(INFORMATION GIVEN):
═══
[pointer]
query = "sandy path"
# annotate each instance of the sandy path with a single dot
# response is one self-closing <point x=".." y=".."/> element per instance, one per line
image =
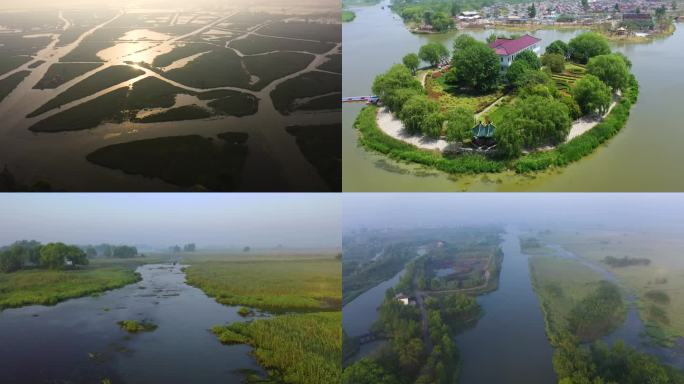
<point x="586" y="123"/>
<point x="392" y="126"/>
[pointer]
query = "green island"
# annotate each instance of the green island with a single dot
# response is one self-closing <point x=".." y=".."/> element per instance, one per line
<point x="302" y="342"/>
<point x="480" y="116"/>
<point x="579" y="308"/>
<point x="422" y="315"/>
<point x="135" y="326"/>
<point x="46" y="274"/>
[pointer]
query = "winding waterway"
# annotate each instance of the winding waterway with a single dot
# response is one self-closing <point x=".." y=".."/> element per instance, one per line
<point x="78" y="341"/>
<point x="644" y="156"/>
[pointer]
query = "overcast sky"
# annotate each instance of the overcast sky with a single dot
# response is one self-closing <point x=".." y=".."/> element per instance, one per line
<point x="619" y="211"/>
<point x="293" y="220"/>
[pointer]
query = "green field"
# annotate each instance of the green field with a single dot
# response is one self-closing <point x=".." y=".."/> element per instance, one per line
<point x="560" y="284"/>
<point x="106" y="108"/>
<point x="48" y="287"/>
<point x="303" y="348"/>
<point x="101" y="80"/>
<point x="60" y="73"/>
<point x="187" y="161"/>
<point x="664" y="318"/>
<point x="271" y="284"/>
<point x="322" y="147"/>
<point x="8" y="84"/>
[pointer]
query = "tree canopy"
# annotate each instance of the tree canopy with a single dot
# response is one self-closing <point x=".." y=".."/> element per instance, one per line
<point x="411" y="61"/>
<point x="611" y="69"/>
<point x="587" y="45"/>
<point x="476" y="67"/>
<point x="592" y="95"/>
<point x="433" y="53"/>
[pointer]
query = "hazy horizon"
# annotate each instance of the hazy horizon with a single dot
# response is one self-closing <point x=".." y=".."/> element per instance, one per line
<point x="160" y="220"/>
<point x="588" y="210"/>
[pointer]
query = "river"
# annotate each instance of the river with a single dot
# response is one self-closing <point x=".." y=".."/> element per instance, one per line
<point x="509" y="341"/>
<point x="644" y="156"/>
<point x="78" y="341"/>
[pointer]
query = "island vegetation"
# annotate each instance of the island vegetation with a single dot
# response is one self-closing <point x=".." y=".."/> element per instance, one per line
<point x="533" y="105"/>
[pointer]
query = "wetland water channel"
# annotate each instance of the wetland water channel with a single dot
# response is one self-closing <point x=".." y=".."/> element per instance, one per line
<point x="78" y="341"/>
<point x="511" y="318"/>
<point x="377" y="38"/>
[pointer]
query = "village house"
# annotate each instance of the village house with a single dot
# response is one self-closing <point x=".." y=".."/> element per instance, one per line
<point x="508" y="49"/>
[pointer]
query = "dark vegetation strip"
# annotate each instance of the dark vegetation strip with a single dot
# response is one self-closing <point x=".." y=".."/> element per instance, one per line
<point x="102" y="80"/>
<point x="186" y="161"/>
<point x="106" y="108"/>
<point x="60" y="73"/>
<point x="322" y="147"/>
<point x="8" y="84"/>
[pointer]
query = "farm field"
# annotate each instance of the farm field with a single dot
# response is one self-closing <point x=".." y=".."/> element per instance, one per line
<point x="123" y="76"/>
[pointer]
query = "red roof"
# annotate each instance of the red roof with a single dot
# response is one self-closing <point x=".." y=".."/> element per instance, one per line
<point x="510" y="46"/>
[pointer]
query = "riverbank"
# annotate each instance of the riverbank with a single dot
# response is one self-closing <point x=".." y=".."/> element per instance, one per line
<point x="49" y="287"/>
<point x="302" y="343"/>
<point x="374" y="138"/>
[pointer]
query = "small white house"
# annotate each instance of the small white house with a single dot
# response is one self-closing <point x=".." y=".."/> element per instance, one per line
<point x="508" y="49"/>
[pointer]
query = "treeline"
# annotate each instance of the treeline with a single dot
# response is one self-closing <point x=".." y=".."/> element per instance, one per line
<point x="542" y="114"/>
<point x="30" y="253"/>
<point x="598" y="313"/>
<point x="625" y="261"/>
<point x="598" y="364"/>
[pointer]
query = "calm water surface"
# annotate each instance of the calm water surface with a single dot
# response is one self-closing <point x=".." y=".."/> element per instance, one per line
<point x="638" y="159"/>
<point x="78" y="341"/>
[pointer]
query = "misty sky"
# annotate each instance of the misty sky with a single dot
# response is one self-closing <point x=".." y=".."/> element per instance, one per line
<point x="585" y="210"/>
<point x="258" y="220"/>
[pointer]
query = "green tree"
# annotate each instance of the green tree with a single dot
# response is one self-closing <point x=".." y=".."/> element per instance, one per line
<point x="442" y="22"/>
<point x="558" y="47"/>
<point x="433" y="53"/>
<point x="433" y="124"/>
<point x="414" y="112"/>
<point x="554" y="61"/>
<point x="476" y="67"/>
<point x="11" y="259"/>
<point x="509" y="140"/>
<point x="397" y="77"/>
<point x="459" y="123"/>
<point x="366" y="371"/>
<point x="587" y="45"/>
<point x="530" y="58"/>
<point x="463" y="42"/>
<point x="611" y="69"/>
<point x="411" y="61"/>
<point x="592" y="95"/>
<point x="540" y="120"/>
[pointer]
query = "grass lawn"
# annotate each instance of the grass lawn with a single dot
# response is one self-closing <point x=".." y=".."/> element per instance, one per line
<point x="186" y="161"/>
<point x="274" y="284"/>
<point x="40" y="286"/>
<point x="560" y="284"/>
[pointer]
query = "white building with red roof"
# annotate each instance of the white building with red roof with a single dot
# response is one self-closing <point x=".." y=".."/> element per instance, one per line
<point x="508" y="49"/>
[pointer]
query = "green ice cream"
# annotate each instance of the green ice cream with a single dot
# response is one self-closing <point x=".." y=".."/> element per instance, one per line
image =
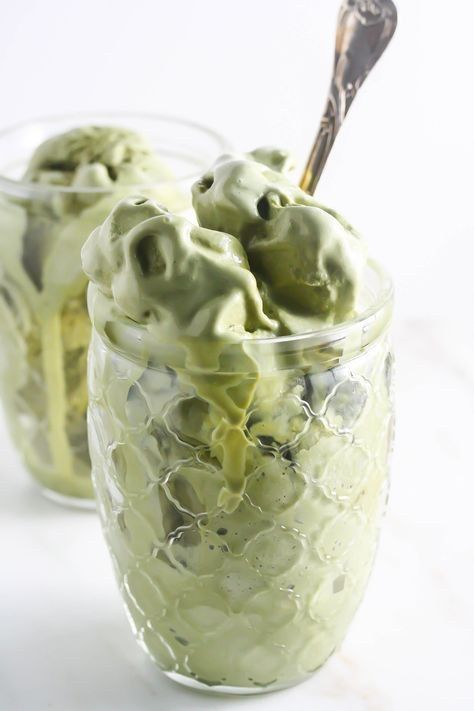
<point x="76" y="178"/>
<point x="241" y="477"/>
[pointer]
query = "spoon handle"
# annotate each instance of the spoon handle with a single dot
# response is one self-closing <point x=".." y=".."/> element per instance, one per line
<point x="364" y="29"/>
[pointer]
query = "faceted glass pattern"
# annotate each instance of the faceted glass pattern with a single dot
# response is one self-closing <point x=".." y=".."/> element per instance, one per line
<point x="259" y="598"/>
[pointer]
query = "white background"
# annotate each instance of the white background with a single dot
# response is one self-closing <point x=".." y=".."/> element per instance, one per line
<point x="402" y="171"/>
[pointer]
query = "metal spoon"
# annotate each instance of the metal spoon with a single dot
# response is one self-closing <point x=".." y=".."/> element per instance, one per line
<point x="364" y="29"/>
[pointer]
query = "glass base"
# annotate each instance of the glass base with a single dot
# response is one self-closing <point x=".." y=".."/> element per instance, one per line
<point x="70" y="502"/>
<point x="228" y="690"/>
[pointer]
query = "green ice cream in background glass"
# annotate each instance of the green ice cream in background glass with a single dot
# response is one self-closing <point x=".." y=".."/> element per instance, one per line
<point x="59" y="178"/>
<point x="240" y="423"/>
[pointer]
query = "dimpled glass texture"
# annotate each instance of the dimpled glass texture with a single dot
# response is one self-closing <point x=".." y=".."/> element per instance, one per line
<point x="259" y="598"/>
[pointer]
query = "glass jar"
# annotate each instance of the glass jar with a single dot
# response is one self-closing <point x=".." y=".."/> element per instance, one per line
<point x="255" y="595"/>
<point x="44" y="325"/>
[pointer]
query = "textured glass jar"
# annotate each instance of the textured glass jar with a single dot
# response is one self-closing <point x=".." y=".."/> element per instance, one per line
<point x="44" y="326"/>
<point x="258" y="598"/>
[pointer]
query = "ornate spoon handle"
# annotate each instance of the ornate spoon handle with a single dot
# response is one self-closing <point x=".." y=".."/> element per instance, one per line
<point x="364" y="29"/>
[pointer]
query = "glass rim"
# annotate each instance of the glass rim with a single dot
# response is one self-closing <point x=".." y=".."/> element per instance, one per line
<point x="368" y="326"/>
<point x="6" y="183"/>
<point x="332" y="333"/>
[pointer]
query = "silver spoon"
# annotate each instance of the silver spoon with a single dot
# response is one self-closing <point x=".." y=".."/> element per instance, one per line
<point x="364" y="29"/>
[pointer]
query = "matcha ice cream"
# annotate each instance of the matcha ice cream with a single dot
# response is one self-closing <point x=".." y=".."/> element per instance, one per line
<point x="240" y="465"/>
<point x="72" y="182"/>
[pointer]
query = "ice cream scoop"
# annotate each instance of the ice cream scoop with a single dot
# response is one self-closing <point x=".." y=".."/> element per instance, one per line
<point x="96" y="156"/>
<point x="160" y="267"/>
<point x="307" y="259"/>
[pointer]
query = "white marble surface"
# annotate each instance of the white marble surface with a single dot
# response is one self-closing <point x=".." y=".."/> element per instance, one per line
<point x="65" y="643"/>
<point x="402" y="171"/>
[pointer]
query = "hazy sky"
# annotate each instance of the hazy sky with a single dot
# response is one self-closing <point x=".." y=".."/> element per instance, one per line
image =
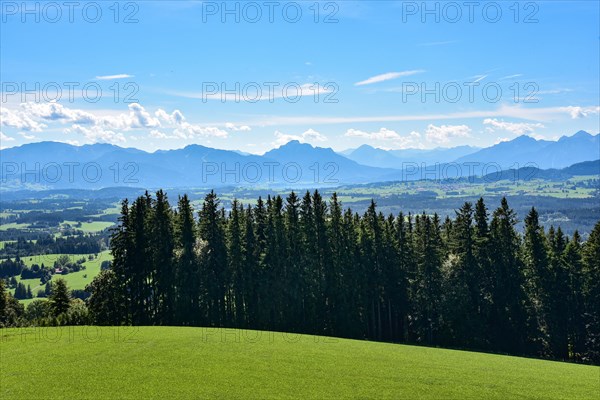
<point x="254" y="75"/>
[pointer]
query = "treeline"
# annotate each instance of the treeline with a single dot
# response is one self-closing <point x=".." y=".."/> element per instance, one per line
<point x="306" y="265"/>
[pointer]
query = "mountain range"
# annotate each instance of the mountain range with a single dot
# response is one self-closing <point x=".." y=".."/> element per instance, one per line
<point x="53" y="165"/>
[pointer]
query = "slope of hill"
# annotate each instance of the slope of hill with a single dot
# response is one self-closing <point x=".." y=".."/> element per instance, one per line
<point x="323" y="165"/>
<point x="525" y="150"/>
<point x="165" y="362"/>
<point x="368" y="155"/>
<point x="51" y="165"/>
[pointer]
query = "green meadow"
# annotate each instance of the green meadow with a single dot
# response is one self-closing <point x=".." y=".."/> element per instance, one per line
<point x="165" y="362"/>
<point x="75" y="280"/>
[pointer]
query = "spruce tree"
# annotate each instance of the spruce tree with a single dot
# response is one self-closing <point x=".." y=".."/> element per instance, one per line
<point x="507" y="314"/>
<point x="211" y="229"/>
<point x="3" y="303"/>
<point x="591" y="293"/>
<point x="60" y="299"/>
═══
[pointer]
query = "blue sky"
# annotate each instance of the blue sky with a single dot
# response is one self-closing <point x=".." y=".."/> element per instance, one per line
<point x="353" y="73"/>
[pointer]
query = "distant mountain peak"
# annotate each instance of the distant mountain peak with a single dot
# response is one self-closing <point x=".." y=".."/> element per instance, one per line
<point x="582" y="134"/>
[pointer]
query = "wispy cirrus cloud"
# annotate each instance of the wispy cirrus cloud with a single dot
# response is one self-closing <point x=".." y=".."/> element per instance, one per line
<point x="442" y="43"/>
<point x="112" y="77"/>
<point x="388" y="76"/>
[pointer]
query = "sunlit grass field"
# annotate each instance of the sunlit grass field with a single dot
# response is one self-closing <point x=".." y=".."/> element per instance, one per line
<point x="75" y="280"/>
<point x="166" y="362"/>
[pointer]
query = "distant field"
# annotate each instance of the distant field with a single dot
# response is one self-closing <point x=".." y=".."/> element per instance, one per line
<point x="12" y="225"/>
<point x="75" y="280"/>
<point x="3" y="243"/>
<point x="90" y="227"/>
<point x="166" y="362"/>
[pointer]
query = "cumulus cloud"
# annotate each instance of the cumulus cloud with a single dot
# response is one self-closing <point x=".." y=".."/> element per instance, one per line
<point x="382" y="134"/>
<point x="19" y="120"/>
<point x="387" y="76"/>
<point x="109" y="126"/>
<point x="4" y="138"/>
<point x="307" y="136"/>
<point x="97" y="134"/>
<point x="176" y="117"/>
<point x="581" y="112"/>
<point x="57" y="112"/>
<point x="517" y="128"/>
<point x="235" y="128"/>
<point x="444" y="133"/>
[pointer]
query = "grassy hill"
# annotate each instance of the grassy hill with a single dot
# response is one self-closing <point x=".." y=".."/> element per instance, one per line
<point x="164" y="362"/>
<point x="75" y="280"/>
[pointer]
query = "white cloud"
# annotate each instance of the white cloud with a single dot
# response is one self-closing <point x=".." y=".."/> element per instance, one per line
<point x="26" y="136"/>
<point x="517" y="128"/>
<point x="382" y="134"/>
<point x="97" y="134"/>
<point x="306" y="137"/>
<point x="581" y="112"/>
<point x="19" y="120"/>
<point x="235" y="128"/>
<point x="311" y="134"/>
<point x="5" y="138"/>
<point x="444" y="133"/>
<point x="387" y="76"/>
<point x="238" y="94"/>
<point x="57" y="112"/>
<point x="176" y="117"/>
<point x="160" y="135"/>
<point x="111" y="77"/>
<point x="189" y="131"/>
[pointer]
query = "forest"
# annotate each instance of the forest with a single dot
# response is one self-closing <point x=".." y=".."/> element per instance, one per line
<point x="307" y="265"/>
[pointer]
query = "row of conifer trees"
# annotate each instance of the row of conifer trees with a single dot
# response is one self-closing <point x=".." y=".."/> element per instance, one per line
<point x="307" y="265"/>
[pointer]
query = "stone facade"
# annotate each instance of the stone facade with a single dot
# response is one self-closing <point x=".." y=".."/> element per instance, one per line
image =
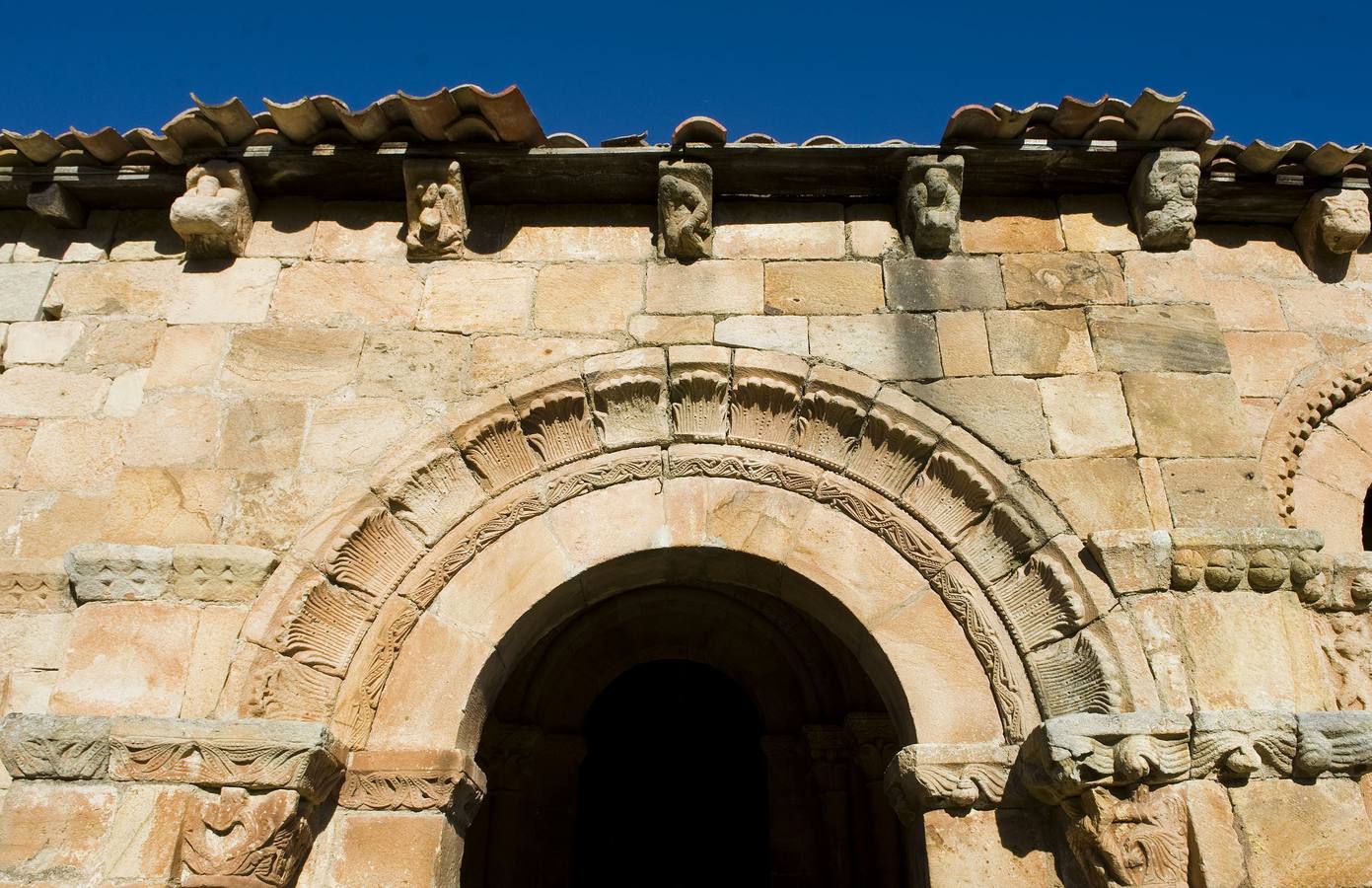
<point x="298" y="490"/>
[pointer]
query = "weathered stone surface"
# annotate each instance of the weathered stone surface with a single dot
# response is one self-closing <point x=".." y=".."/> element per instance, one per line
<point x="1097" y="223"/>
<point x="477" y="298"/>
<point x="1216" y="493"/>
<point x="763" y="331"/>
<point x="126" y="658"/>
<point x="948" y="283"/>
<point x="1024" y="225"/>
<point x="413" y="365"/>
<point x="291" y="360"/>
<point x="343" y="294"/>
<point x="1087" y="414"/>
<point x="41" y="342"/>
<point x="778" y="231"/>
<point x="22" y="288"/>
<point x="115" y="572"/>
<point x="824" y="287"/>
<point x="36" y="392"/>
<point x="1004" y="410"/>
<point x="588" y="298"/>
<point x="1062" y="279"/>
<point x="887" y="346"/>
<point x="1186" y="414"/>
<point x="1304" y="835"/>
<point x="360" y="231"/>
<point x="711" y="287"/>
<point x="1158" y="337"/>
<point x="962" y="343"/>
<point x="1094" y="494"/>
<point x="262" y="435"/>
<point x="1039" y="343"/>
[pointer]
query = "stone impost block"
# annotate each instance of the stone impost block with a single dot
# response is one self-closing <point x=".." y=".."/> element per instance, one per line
═══
(THE PROBLEM): Return each line in both blocks above that contains the string "stone".

(RESULT BELOW):
query = "stone facade"
# annotate each instance of the stone facade with a single dot
query = "weathered stone surface"
# annotate each instance of the weathered stone surface with a single dot
query = "stone impost block"
# annotate each instance of the stone impost block with a single dot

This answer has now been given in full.